___ Dataset extract

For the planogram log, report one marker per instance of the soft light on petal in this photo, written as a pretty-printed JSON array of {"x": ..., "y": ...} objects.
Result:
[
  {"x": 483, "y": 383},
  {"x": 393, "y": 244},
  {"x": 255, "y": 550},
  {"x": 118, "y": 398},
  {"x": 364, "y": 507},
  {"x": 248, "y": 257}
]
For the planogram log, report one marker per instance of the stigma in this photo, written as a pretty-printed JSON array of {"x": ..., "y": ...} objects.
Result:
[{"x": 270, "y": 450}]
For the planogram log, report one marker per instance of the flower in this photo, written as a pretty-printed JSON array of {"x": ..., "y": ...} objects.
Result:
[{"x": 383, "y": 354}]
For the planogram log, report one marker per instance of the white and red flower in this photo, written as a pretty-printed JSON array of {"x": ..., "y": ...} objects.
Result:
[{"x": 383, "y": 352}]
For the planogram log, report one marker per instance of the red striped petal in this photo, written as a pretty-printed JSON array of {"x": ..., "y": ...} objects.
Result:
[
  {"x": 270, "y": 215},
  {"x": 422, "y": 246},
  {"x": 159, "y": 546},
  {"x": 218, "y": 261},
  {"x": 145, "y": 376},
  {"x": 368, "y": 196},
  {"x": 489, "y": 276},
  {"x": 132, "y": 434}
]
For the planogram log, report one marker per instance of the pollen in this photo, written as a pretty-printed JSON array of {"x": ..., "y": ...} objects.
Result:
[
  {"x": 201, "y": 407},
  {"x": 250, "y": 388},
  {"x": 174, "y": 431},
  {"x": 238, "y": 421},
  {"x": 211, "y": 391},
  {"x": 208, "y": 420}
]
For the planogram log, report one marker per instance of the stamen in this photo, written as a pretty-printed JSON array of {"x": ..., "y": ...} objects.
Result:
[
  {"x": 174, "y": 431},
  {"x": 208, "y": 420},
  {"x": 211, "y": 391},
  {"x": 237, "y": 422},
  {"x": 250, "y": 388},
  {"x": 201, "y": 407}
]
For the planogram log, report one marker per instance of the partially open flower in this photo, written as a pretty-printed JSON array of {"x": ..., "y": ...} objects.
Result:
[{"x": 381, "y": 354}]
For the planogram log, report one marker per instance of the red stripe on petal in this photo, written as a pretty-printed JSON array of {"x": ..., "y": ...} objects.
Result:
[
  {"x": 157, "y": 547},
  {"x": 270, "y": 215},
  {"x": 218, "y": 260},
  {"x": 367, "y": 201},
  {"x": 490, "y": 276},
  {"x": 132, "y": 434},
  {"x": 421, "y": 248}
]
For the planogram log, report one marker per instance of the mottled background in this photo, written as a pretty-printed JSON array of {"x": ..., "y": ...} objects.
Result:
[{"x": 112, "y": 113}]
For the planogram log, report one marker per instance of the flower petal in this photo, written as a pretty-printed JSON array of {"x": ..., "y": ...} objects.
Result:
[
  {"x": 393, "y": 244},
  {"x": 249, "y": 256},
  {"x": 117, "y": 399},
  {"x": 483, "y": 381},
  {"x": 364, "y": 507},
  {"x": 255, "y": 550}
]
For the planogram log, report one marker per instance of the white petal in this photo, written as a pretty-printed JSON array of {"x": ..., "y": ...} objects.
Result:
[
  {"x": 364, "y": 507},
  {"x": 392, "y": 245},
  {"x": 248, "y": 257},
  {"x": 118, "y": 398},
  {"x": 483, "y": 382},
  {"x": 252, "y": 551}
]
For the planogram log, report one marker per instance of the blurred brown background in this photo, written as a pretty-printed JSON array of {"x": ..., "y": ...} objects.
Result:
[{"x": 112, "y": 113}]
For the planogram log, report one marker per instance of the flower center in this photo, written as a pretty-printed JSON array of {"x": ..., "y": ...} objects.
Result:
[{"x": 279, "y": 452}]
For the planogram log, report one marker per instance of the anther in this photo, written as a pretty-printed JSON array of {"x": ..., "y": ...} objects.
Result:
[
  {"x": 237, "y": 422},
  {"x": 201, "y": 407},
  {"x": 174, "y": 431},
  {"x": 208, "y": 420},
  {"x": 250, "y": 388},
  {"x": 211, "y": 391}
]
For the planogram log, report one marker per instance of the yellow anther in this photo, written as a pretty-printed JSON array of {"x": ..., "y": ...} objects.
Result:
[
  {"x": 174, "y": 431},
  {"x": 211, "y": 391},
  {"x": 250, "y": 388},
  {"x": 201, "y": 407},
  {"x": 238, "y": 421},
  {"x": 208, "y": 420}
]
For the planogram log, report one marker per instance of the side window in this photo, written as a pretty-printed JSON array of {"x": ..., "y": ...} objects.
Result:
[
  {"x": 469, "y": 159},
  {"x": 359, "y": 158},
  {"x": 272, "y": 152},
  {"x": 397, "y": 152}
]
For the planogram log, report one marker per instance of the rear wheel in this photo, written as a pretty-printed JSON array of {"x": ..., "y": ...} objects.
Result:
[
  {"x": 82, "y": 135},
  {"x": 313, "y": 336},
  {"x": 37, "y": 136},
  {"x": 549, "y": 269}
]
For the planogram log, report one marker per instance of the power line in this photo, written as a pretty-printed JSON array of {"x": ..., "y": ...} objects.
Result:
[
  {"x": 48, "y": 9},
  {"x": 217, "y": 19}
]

______

*Objective:* Retype the items verbatim, starting with the line that contains "of the anther" and continuing through the final line of the items.

*Task output:*
For the planogram log, report one marker per instance of the anther in this photo, written as a pretty-printed JSON array of {"x": ..., "y": ...} objects.
Result:
[
  {"x": 237, "y": 422},
  {"x": 201, "y": 407},
  {"x": 174, "y": 431},
  {"x": 208, "y": 420},
  {"x": 250, "y": 388},
  {"x": 211, "y": 391}
]
For the planogram log, report one marker per instance of the yellow anther in this photo, written as a pretty-printed JSON array of {"x": ..., "y": ...} objects.
Result:
[
  {"x": 174, "y": 431},
  {"x": 211, "y": 391},
  {"x": 250, "y": 388},
  {"x": 201, "y": 407},
  {"x": 238, "y": 421},
  {"x": 208, "y": 420}
]
For the planogram log, report one marker per instance of the side window in this photo, written as a pretty-printed JSON array of {"x": ..., "y": ...} objects.
Result:
[
  {"x": 469, "y": 159},
  {"x": 359, "y": 158},
  {"x": 272, "y": 152},
  {"x": 397, "y": 152}
]
For the planogram log, report one marker per instance of the rear wheel in this photo, written as a pretty-printed JSON array of {"x": ..., "y": ...} objects.
Result:
[
  {"x": 82, "y": 135},
  {"x": 313, "y": 336},
  {"x": 37, "y": 136},
  {"x": 549, "y": 269}
]
For the planogram log, report one marker per instance of the power line in this photo, written as a pretty-printed JSON array of {"x": ..., "y": ...} objects.
Result:
[
  {"x": 48, "y": 9},
  {"x": 217, "y": 19}
]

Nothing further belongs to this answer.